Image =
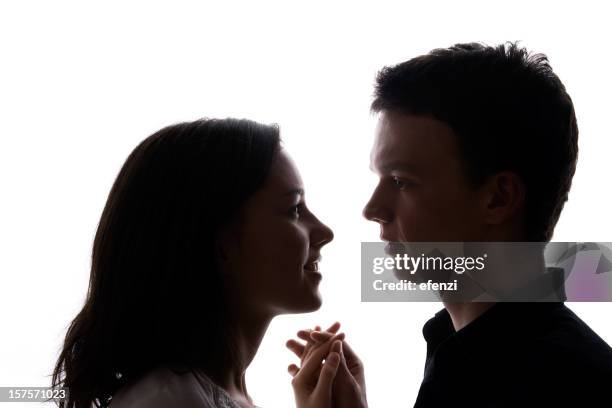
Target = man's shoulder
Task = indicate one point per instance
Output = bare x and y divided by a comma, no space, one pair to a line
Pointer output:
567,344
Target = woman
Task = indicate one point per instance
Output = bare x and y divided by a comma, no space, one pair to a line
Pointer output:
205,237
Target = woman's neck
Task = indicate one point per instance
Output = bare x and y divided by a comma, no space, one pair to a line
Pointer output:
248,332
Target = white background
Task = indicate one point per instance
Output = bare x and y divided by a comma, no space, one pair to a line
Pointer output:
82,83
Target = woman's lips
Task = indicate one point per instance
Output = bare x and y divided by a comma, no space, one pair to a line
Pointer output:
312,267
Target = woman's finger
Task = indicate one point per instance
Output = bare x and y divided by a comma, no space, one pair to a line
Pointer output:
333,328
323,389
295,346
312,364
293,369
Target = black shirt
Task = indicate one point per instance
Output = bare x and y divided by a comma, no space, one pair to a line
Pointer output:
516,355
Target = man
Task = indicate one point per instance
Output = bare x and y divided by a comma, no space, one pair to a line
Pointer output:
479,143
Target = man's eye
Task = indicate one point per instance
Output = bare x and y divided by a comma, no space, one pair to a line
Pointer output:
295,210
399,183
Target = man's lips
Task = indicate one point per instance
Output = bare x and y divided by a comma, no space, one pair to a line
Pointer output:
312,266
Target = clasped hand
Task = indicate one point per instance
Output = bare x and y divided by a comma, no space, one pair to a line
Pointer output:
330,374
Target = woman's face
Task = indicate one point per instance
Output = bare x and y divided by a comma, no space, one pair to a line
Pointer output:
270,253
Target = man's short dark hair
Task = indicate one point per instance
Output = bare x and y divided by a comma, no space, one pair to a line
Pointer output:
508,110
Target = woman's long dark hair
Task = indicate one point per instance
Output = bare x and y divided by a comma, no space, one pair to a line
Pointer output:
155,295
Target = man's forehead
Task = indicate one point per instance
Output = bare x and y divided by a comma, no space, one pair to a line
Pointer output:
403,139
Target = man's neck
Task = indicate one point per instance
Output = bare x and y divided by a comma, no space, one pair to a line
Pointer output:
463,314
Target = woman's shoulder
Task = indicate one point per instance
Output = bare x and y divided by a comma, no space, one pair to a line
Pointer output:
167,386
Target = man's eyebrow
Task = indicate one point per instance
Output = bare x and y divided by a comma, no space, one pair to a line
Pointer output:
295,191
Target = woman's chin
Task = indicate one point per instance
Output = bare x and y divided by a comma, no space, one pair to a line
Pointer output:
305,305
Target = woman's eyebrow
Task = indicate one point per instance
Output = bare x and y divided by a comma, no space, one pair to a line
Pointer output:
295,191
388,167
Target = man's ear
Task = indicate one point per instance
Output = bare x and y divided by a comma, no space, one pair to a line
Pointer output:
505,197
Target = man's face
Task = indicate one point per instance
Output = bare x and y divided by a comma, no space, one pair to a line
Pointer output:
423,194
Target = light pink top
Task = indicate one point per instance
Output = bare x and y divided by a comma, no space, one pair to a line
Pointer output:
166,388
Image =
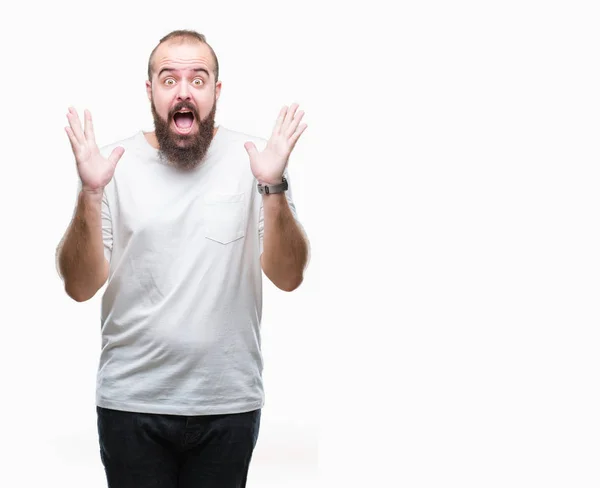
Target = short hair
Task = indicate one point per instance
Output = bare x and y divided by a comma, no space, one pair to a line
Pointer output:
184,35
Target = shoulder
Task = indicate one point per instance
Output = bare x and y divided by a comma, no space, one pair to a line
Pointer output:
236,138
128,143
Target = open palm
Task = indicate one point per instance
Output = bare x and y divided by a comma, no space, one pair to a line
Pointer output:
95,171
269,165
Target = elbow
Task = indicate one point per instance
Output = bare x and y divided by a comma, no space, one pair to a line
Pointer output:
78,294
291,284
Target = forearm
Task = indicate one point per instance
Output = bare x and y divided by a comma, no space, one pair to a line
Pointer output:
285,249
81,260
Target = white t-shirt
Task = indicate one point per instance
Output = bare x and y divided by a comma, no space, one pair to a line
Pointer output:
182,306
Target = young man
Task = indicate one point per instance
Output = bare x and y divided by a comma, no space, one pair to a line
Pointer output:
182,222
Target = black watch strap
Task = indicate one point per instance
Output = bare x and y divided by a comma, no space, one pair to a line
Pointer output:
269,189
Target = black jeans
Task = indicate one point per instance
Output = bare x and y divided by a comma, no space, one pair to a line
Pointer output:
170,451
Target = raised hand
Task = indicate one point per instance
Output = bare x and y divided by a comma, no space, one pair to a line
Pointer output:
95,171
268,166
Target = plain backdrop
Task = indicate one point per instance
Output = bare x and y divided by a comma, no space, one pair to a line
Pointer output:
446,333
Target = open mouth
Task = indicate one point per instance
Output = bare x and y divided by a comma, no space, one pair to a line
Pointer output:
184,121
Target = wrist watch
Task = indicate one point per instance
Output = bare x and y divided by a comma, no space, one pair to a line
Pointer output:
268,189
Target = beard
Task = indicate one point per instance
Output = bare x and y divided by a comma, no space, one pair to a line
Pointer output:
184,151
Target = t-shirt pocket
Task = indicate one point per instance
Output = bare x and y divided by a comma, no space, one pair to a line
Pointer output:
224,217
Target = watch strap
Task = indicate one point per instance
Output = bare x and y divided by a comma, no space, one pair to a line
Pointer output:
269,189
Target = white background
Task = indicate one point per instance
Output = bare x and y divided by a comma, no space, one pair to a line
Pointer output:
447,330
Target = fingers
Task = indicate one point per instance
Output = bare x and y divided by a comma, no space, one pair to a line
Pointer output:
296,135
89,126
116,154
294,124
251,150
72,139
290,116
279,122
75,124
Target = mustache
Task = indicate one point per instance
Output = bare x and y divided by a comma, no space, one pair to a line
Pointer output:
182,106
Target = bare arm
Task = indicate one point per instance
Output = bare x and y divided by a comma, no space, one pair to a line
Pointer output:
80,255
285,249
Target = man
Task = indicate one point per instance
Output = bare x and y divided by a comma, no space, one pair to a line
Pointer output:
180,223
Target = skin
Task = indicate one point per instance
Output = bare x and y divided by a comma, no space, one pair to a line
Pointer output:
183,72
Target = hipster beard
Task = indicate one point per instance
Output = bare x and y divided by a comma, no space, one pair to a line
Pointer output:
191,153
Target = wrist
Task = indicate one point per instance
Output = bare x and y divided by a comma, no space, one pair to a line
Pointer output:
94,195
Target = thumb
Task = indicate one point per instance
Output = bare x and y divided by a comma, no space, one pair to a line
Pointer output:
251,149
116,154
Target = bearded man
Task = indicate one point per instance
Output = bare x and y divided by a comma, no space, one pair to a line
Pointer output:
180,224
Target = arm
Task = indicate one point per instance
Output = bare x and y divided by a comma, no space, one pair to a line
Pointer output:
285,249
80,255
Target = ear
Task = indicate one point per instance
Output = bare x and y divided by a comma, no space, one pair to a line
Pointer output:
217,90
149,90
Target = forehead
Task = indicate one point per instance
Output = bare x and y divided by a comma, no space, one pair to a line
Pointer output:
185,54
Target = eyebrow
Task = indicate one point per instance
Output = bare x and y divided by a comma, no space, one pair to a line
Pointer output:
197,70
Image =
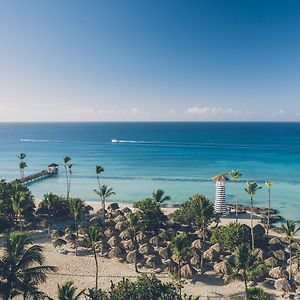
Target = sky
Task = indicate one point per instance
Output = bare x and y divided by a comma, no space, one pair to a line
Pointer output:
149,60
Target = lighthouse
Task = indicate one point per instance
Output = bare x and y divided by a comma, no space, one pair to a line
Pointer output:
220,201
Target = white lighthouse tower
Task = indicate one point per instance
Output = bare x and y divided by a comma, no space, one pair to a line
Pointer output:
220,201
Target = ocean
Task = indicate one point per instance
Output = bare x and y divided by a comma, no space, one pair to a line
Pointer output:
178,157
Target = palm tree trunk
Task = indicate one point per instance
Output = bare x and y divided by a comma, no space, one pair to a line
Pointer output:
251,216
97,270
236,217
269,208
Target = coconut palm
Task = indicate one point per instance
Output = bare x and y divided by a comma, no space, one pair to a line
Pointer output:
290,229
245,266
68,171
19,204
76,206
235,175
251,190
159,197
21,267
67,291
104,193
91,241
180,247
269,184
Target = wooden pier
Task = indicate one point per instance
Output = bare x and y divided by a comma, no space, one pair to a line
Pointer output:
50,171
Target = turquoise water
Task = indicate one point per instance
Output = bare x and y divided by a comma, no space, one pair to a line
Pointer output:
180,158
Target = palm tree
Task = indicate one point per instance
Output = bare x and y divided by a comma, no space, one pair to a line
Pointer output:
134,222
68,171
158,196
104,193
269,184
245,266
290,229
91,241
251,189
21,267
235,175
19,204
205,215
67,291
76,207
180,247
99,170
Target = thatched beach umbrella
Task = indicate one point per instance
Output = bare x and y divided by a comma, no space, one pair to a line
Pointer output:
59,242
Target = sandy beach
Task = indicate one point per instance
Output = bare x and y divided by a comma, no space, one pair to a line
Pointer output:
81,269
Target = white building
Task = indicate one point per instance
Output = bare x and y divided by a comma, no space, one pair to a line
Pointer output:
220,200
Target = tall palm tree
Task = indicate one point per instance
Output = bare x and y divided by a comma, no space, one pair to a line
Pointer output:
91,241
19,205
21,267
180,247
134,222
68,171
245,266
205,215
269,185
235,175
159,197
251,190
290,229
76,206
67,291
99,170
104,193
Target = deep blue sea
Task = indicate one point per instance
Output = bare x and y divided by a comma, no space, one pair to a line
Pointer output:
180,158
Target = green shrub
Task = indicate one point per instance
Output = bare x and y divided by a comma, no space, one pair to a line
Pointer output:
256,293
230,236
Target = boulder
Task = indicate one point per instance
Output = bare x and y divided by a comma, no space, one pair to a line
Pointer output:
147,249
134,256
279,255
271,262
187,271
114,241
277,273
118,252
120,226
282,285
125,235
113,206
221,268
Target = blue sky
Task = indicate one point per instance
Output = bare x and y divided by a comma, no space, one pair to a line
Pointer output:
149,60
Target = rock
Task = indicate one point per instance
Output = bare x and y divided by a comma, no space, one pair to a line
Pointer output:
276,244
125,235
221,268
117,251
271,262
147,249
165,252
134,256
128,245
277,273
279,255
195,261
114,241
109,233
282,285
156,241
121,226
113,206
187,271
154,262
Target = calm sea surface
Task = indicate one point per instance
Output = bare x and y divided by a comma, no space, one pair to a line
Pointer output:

== == ==

▶ **TASK DETAILS**
From the line holding "Target = arm" to the line holding "Target = forehead", inclusive, restate each line above exactly as written.

▶ **RESPONSE BELOW**
Target = arm
Task = indicate one point per instance
Output = bare x and y divided by a comma, no space, one pair to a line
Pointer output:
285,249
80,255
Target = ear
Task = indicate one point per instance
Output = bare x and y divided by a comma, no space, one pair to a line
Pointer output:
217,90
149,90
Target = forehead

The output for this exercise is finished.